Coloradans know a good tax deal when they see it, so they rejected the so-called “Fair Tax Initiative” ballot measure in favor of a proposal that actually lowers income tax levels across the board.
The proposal that goes to voters in the November general election asks if you want to lower tax levels from 4.63% to 4.55%?
We predict it will win with a resounding “Duh!”
The “Fair Tax” folks are crying they would have gotten the signatures necessary to make the ballot if it weren’t for that pesky pandemic.
So far, seven ballot measures are set for voters to consider, while five additional initiatives await approval from the Secretary of State’s office.
The deadline to submit signatures was Monday.
Here are the measures that made the ballot through citizen petitioning:
- Repeal the national popular vote law that Democrats rammed through the state legislature.
- Hassle ranchers by releasing even more gray wolves in the state.
- Prohibit abortions after 22 weeks.
- The Colorado citizen requirement, to support or oppose amending the state constitution to ensure only U.S. citizens can vote.
Here are the three measures put forth by the state legislature for the November ballot:
- Repeal the Gallagher Amendment and wave bye-bye to your huge residential property tax cut next year, because lawmakers want to spend more money and if they promise it will go to schools and fire departments, they think voters will fall for it.
- Raise cigarette taxes an additional $2.64 over the next seven years. It also jacks up taxes on vaping products more than double of what the product actually cost — 56% — over the next three years. In seven years, that tax would be bumped to 62% of the product cost.
- More rules for obtaining charitable gaming licenses.
Petitions still pending approval include:
- Lowering the state income tax rate from 4.63% to 4.55%.
- No more sneaky taxes through fees, voters would get a vote in fees that raise more than $100 million over five years.
- A state-run family and medical leave insurance agency to collect even more taxes from our paycheck to maybe approve family or medical leave.
- Bets are off! Casinos could remove all the limits on betting.
In addition to the graduated tax measure, five other initiatives to put restrictions on the oil and gas industry will not be on the November ballot.

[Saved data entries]
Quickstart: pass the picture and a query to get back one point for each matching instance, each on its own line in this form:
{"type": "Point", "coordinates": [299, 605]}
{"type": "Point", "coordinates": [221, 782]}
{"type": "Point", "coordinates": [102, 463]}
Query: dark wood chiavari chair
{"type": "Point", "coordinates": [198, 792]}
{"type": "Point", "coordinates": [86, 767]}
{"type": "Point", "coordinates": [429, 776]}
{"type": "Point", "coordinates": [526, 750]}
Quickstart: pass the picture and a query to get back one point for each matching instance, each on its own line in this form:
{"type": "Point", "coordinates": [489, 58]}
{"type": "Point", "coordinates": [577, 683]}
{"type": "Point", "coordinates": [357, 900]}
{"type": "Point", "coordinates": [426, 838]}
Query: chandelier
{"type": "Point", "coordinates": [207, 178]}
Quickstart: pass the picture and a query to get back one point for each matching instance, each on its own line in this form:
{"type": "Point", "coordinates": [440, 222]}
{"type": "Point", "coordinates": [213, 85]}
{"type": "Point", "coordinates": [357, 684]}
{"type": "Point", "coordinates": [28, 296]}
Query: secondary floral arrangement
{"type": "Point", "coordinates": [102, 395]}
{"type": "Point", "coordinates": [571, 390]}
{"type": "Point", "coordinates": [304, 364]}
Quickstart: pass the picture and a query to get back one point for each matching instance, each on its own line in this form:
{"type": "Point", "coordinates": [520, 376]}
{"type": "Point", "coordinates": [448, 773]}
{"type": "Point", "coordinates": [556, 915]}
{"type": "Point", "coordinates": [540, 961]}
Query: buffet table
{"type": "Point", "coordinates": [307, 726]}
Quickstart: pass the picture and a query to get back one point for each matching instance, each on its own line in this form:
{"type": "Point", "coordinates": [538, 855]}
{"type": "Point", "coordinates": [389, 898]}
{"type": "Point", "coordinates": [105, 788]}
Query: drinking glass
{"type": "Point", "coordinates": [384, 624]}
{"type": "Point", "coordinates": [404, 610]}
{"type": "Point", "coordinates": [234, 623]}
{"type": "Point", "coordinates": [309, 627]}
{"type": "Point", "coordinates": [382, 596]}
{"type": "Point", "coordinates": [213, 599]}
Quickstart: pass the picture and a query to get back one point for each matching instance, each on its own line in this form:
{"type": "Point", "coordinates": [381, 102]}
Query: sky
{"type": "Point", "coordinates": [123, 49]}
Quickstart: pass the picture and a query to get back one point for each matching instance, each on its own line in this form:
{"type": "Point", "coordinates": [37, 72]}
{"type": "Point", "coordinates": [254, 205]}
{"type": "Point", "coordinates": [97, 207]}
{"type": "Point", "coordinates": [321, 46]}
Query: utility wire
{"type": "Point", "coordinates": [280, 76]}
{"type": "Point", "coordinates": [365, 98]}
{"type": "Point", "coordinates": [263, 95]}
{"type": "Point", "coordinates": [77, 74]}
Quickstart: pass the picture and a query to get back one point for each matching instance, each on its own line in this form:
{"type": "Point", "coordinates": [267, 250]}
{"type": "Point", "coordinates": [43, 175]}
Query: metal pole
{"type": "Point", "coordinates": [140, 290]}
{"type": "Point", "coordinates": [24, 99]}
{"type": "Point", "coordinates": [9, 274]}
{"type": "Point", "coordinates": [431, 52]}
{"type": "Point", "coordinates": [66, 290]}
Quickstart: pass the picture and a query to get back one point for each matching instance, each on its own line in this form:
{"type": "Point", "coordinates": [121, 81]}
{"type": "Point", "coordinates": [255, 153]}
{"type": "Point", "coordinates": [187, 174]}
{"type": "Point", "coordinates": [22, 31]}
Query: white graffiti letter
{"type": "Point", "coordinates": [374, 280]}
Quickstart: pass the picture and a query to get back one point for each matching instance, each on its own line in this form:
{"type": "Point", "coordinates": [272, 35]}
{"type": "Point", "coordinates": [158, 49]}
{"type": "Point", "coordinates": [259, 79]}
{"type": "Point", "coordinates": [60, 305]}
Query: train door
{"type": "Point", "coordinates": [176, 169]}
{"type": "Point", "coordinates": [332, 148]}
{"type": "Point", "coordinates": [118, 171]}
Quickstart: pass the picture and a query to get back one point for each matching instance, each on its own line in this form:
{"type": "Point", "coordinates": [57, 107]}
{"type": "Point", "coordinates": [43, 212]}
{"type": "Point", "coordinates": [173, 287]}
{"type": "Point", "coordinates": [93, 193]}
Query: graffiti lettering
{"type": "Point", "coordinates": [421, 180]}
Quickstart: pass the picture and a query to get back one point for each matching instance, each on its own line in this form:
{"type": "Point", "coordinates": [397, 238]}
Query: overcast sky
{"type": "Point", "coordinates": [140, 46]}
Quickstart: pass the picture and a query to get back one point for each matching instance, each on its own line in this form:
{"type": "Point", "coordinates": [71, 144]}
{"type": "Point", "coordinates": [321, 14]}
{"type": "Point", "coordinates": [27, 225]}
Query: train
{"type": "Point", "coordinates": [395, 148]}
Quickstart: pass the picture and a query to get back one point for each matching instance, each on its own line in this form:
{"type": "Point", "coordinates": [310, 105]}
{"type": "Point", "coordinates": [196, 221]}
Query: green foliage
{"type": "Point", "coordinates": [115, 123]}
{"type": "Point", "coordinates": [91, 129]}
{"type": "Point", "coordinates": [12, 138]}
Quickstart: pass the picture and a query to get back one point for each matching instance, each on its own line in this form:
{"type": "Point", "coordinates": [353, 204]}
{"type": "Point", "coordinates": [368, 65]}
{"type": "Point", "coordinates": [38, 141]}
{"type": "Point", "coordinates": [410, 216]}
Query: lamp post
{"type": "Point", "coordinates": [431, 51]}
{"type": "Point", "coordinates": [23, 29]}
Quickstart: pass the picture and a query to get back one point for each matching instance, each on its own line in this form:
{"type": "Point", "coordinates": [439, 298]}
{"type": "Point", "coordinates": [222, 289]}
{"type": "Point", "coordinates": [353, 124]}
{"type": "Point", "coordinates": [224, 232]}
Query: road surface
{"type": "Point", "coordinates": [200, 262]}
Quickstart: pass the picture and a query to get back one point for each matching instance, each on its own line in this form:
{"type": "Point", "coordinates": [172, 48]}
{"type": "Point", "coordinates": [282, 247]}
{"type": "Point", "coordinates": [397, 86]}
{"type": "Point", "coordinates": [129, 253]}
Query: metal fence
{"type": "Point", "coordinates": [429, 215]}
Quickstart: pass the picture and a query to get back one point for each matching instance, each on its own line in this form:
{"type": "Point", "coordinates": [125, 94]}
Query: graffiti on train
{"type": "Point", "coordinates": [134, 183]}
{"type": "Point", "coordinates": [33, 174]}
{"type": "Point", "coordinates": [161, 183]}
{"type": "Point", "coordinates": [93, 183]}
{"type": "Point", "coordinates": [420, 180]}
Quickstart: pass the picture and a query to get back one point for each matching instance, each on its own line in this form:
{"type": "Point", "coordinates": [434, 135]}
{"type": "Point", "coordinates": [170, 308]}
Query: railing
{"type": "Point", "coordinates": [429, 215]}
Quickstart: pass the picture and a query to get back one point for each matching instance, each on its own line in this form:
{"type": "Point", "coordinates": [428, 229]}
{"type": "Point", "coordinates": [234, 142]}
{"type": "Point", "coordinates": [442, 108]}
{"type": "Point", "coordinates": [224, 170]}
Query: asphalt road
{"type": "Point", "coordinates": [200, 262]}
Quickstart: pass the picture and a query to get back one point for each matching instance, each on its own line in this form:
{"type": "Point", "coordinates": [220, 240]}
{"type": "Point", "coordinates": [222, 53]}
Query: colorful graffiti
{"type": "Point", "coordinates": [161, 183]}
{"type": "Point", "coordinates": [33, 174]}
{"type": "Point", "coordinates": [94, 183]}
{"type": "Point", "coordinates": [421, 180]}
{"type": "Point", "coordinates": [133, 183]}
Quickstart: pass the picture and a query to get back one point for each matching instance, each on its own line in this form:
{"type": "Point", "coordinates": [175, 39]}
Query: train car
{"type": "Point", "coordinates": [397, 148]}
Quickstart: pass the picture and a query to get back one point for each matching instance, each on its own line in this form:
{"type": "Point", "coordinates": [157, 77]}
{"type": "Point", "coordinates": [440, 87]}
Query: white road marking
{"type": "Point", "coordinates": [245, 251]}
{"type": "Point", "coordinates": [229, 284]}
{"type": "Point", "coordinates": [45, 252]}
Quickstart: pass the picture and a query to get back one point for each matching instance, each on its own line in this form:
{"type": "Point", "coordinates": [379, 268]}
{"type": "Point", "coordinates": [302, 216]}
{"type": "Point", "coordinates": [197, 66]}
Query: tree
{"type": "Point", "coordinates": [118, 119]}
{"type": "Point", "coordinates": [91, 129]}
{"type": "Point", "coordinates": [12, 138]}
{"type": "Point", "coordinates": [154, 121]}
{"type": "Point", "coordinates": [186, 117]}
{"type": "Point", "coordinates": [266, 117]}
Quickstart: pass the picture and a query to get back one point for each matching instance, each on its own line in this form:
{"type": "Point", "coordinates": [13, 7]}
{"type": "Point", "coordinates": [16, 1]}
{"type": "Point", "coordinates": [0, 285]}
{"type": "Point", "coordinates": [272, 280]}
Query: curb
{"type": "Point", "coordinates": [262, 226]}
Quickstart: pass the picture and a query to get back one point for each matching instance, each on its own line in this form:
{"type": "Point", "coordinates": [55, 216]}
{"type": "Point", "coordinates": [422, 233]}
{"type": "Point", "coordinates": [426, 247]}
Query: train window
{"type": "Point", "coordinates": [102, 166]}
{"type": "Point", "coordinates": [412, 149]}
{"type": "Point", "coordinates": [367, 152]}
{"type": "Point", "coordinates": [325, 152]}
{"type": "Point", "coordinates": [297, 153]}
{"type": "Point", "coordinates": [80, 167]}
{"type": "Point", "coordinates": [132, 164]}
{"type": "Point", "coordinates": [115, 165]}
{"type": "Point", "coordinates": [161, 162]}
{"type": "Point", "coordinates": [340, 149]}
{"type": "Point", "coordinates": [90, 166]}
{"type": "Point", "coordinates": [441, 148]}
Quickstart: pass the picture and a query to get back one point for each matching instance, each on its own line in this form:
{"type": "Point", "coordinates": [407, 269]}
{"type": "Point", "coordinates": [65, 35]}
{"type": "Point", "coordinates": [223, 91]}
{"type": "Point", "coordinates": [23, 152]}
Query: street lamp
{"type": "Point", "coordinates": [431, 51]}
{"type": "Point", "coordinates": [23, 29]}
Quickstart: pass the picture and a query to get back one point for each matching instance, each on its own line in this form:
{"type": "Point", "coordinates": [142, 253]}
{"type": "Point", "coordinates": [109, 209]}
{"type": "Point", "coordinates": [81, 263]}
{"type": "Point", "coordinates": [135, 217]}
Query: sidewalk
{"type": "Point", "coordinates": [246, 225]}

▶ **REQUIREMENT 1**:
Answer these from the ballot measures article:
(a) On what day was the deadline to submit signatures?
(b) How many measures did the state legislature put forth for the November ballot?
(c) How much more would cigarette taxes rise, and over what period?
▶ **REQUIREMENT 2**: Transcribe the stretch of the ballot measures article from "Coloradans know a" through "of State’s office." word for word.
▶ **REQUIREMENT 3**: List the measures that the ballot measures article says made the ballot through citizen petitioning.
Answer from the ballot measures article alone, not from the data.

▶ **WRITTEN RESPONSE 1**:
(a) Monday.
(b) Three.
(c) An additional $2.64 over the next seven years.

▶ **WRITTEN RESPONSE 2**:
Coloradans know a good tax deal when they see it, so they rejected the so-called “Fair Tax Initiative” ballot measure in favor of a proposal that actually lowers income tax levels across the board.
The proposal that goes to voters in the November general election asks if you want to lower tax levels from 4.63% to 4.55%?
We predict it will win with a resounding “Duh!”
The “Fair Tax” folks are crying they would have gotten the signatures necessary to make the ballot if it weren’t for that pesky pandemic.
So far, seven ballot measures are set for voters to consider, while five additional initiatives await approval from the Secretary of State’s office.

▶ **WRITTEN RESPONSE 3**:
- Repeal the national popular vote law passed by the state legislature.
- Release more gray wolves in the state.
- Prohibit abortions after 22 weeks.
- Amend the state constitution so that only U.S. citizens can vote (the Colorado citizen requirement).